— START OF Text —
Model Catalog
LARouter ships with a curated registry of Gemma 4 models from Unsloth, optimized for local inference via llama.cpp and Apple MLX.
Supported Models
| Model | Params | Context | Modality | Best For |
|---|---|---|---|---|
| Gemma 4 E2B | 2B Dense + PLE | 128K | Text, Image, Audio | Edge inference, ASR, speech translation |
| Gemma 4 E4B | 4B Dense + PLE | 128K | Text, Image, Audio | Fast local multimodal, laptops |
| Gemma 4 26B-A4B | 26B MoE | 256K | Text, Image | Best speed/quality tradeoff |
| Gemma 4 31B | 31B Dense | 256K | Text, Image | Strongest local performance |
HuggingFace Sources
GGUF (llama.cpp — All Platforms)
| Model | Repository | Quantization | Size |
|---|---|---|---|
| E2B | unsloth/gemma-4-E2B-it-GGUF | Q8_0 | ~2.1 GB |
| E4B | unsloth/gemma-4-E4B-it-GGUF | Q8_0 | ~4.3 GB |
| 26B-A4B | unsloth/gemma-4-26B-A4B-it-GGUF | UD-Q4_K_XL | ~16 GB |
| 31B | unsloth/gemma-4-31B-it-GGUF | UD-Q4_K_XL | ~19 GB |
MLX (macOS Apple Silicon)
— END OF Text —
• [What you need to do]:
a: Answer these questions from the model catalog:
(i) Which two tools is the registry optimized for local inference with?
(ii) What context length does the catalog give for Gemma 4 31B?
(iii) Which quantization is listed for the E4B GGUF repository?
b: Name every HuggingFace repository that the model catalog lists under its GGUF sources.
c: Please reproduce the part of the model catalog that opens with the words containing "Supported Models" and closes with "(llama.cpp — All Platforms)", substituting "Vision" for "Image" throughout.
— START OF Record excerpts —
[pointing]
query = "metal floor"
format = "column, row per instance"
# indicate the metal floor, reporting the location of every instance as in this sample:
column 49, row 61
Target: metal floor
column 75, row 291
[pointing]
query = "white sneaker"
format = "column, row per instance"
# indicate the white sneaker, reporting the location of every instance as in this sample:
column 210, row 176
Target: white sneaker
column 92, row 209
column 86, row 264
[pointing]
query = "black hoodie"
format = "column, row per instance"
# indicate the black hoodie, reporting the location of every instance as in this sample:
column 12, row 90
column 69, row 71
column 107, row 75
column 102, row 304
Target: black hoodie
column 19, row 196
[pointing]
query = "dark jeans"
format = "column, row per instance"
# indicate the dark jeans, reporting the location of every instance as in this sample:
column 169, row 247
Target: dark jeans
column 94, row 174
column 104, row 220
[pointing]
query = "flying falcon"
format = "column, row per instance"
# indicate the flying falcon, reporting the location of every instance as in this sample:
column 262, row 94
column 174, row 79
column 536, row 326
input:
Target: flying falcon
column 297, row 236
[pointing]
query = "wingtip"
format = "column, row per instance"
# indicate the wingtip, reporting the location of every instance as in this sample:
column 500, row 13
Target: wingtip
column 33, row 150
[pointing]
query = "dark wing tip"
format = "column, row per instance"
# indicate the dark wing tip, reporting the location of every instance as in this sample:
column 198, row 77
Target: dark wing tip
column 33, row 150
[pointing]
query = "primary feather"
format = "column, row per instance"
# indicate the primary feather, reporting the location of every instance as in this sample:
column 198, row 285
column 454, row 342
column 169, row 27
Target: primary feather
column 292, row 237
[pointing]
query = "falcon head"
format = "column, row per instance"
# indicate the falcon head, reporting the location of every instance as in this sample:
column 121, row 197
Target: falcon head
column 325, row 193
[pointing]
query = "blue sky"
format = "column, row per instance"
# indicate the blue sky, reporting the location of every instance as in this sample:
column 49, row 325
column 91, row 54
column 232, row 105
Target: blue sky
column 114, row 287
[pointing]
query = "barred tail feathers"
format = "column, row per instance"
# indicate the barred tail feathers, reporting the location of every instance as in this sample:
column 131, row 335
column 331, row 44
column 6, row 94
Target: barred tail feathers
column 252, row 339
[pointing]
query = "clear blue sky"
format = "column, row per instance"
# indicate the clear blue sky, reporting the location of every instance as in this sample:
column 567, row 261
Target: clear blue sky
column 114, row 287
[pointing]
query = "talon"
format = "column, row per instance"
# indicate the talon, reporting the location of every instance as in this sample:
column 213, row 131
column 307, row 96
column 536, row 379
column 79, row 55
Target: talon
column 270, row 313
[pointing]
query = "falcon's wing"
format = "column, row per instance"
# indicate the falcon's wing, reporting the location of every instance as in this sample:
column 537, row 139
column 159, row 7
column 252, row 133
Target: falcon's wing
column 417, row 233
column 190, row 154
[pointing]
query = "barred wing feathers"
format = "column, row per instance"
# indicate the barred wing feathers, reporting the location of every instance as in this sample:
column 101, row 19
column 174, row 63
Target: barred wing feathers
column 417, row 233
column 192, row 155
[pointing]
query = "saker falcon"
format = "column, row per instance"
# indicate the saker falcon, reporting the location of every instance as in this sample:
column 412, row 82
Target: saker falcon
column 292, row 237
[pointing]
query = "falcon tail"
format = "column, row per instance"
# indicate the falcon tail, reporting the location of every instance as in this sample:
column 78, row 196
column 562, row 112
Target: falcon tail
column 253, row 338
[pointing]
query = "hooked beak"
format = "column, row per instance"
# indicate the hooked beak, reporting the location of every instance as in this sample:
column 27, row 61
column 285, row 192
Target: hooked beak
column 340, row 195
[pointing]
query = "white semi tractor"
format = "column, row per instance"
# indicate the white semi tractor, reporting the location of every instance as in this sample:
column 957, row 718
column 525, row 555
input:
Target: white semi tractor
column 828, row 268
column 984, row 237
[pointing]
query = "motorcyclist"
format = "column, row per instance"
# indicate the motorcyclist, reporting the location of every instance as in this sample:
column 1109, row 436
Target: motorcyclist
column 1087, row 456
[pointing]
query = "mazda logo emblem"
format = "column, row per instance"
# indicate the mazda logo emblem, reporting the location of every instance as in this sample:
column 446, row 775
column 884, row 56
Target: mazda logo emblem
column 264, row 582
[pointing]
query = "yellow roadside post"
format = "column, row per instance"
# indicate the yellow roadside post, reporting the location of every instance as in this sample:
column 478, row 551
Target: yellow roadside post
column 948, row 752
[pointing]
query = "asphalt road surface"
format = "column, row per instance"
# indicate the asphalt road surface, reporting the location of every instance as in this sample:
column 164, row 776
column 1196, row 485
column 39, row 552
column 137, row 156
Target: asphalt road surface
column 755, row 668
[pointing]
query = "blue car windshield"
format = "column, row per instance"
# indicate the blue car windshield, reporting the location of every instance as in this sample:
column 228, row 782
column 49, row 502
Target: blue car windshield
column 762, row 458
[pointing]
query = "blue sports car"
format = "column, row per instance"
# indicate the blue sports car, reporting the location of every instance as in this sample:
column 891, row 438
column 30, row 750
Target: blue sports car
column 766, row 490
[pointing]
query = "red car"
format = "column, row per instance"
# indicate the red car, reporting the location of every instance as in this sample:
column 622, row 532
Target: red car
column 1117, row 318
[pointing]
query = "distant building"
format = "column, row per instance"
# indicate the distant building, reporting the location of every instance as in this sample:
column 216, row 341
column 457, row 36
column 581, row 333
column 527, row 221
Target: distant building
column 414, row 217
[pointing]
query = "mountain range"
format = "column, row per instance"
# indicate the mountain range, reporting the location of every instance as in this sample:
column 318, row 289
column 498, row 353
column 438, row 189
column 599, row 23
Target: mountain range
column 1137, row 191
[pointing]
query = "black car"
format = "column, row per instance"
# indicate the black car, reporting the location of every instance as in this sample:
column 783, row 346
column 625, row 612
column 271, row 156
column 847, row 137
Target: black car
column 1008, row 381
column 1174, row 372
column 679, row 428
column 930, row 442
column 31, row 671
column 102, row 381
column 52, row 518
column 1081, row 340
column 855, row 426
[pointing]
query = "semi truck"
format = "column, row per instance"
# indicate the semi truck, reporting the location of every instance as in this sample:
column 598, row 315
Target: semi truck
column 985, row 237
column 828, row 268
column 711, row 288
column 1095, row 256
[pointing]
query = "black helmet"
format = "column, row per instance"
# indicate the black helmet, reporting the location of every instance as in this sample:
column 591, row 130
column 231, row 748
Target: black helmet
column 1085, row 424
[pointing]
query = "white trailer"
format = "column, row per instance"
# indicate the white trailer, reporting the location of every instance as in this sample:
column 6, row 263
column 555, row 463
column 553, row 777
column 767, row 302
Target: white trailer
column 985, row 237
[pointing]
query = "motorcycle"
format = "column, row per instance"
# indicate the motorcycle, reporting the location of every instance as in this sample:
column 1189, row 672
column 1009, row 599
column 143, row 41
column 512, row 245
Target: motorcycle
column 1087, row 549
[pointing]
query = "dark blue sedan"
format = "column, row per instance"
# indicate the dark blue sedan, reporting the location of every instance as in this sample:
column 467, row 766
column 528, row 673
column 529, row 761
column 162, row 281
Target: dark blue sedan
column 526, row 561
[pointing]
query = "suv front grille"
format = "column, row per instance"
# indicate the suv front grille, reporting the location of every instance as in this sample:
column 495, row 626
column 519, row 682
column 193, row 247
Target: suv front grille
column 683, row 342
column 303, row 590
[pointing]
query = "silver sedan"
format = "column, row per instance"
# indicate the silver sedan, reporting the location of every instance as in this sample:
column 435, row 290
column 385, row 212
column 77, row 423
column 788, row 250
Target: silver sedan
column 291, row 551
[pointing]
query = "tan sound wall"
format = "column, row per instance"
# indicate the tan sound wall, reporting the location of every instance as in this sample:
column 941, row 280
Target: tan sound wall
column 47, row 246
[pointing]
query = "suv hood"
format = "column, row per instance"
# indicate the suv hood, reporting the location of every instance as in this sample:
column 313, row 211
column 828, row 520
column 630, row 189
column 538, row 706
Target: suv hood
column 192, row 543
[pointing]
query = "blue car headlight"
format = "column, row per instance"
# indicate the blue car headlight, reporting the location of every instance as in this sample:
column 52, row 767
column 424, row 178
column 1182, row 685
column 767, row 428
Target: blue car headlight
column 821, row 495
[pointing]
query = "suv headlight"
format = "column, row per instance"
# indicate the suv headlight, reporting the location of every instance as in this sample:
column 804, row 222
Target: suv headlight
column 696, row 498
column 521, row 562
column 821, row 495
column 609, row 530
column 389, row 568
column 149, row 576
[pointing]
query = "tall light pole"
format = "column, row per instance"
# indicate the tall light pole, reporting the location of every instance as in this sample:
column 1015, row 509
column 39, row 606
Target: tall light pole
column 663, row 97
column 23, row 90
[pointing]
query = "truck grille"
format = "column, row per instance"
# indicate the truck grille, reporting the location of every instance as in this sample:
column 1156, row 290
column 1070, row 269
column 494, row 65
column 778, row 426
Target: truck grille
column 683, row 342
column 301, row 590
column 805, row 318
— END OF Record excerpts —
• [Task-by-task results]:
a:
(i) llama.cpp and Apple MLX
(ii) 256K
(iii) Q8_0

b:
unsloth/gemma-4-E2B-it-GGUF
unsloth/gemma-4-E4B-it-GGUF
unsloth/gemma-4-26B-A4B-it-GGUF
unsloth/gemma-4-31B-it-GGUF

c:
Supported Models
| Model | Params | Context | Modality | Best For |
|---|---|---|---|---|
| Gemma 4 E2B | 2B Dense + PLE | 128K | Text, Vision, Audio | Edge inference, ASR, speech translation |
| Gemma 4 E4B | 4B Dense + PLE | 128K | Text, Vision, Audio | Fast local multimodal, laptops |
| Gemma 4 26B-A4B | 26B MoE | 256K | Text, Vision | Best speed/quality tradeoff |
| Gemma 4 31B | 31B Dense | 256K | Text, Vision | Strongest local performance |
HuggingFace Sources
GGUF (llama.cpp — All Platforms)